**** Exercise input

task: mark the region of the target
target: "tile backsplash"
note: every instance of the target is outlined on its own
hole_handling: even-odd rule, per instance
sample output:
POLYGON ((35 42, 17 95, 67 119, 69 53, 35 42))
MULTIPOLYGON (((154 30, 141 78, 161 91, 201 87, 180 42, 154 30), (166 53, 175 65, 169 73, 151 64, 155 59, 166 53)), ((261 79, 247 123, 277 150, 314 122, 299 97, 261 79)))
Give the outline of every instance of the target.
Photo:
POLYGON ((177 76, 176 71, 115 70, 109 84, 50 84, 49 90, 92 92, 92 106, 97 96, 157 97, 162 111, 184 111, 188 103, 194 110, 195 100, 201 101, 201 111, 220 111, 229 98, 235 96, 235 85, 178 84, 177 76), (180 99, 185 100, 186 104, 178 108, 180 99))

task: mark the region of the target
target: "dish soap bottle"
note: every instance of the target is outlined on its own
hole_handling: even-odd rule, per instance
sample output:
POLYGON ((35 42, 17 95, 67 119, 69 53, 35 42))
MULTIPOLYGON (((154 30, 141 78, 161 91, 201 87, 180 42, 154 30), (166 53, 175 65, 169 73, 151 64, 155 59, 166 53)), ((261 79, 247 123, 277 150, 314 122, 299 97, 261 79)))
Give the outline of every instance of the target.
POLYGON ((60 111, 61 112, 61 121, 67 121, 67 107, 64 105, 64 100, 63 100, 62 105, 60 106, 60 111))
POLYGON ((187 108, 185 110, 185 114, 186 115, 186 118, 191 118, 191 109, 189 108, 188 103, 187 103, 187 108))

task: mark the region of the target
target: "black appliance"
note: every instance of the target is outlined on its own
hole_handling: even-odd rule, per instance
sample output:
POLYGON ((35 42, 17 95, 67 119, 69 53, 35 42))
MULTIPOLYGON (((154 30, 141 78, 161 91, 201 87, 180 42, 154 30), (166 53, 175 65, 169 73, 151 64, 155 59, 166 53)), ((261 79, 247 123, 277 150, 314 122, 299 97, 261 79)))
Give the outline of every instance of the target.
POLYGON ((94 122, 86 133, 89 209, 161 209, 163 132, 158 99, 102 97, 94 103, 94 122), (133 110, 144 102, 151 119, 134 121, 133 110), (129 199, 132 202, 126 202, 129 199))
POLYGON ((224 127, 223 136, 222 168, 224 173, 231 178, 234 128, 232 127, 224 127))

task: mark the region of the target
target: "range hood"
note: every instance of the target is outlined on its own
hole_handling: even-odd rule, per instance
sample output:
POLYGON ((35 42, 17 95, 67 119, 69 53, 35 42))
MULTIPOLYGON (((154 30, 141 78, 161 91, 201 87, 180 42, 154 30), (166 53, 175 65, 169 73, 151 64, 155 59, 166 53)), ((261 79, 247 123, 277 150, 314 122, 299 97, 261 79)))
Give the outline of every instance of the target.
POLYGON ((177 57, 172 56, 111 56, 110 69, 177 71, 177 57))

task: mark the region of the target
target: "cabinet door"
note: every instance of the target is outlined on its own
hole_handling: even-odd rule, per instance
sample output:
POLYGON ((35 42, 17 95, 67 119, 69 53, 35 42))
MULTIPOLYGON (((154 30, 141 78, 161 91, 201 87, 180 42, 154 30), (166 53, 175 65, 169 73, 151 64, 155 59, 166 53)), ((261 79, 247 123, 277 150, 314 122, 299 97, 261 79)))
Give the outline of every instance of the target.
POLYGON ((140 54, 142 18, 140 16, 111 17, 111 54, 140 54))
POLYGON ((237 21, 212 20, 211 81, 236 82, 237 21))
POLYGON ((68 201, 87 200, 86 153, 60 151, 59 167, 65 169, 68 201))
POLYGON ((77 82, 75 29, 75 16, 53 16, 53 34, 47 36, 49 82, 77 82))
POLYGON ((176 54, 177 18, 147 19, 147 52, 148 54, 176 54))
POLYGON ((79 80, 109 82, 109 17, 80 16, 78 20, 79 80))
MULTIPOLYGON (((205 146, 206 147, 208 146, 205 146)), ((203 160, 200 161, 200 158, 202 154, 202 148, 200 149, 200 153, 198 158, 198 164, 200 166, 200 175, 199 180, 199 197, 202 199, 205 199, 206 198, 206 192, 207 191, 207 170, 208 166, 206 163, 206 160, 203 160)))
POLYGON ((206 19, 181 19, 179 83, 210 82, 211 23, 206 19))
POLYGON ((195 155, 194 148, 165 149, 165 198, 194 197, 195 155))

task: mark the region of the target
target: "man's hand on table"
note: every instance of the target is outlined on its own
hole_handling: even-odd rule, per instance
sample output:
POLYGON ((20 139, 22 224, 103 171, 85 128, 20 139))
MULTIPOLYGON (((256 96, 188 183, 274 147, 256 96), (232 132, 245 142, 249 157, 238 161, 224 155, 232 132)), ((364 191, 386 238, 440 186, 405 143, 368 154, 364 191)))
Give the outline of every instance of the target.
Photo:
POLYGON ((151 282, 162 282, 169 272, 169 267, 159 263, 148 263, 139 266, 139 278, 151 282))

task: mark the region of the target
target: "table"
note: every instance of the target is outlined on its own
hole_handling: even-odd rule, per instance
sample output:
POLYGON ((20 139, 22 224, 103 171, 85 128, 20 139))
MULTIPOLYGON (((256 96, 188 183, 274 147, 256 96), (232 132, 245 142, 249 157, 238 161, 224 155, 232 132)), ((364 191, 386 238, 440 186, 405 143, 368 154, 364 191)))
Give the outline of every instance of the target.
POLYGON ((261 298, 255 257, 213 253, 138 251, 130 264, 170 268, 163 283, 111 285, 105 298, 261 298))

********

Can you put the lines from the start of the listing through the line containing "POLYGON ((224 127, 223", inclusive, into a Markdown table with the columns Row and Line, numbering each row and leaving out blank lines?

→ **Expected output**:
| Row | Line |
|---|---|
| 1 | task: mark the region of the target |
| 2 | target: "tile backsplash" |
| 3 | note: every instance of the target is outlined on its own |
| 4 | hole_handling: even-odd rule, per instance |
| 5 | sample output: |
| 6 | POLYGON ((35 42, 17 95, 67 119, 69 53, 35 42)) |
| 7 | MULTIPOLYGON (((154 30, 141 78, 161 91, 201 87, 180 42, 154 30), (166 53, 175 65, 169 73, 151 64, 155 59, 166 53)), ((261 79, 247 123, 277 150, 314 122, 299 97, 261 79))) |
| 8 | Give the outline of every instance of the target. |
| 9 | Photo: |
| 10 | POLYGON ((177 76, 176 71, 115 70, 109 84, 50 84, 49 90, 92 92, 92 106, 97 96, 157 97, 162 111, 184 111, 188 103, 194 110, 195 100, 201 101, 201 111, 220 111, 229 98, 235 96, 235 85, 178 84, 177 76), (180 99, 185 100, 186 104, 178 108, 180 99)) |
| 11 | task: mark the region of the target |
| 12 | target: "dish soap bottle" |
| 13 | note: every instance of the target is outlined on its own |
| 14 | hole_handling: even-odd rule, per instance |
| 15 | sample output: |
| 16 | POLYGON ((35 42, 17 95, 67 119, 69 53, 35 42)) |
| 17 | MULTIPOLYGON (((154 30, 141 78, 161 91, 201 87, 180 42, 154 30), (166 53, 175 65, 169 73, 151 64, 155 59, 166 53)), ((261 79, 247 123, 277 150, 314 122, 299 97, 261 79))) |
| 18 | Give the outline of every instance of the target. |
| 19 | POLYGON ((60 111, 61 112, 61 121, 67 121, 67 107, 64 105, 64 100, 63 100, 62 105, 60 106, 60 111)) |
| 20 | POLYGON ((187 108, 185 110, 185 114, 186 115, 186 118, 191 118, 191 109, 189 108, 188 103, 187 103, 187 108)) |
| 21 | task: mark the region of the target |
| 22 | target: "black appliance" |
| 23 | note: every instance of the target is outlined on its own |
| 24 | hole_handling: even-odd rule, per instance |
| 25 | sample output: |
| 26 | POLYGON ((35 42, 17 95, 67 119, 69 53, 35 42)) |
| 27 | MULTIPOLYGON (((154 30, 141 78, 161 91, 201 87, 180 42, 154 30), (166 53, 175 65, 169 73, 151 64, 155 59, 166 53)), ((261 79, 247 123, 277 150, 314 122, 299 97, 261 79))) |
| 28 | Give the outline of every instance of the target. |
| 29 | POLYGON ((94 122, 86 133, 89 209, 161 209, 163 132, 158 99, 102 97, 94 103, 94 122), (133 110, 144 102, 151 119, 134 121, 133 110), (129 199, 132 202, 126 202, 129 199)) |
| 30 | POLYGON ((224 127, 223 136, 222 168, 224 173, 231 178, 234 128, 232 127, 224 127)) |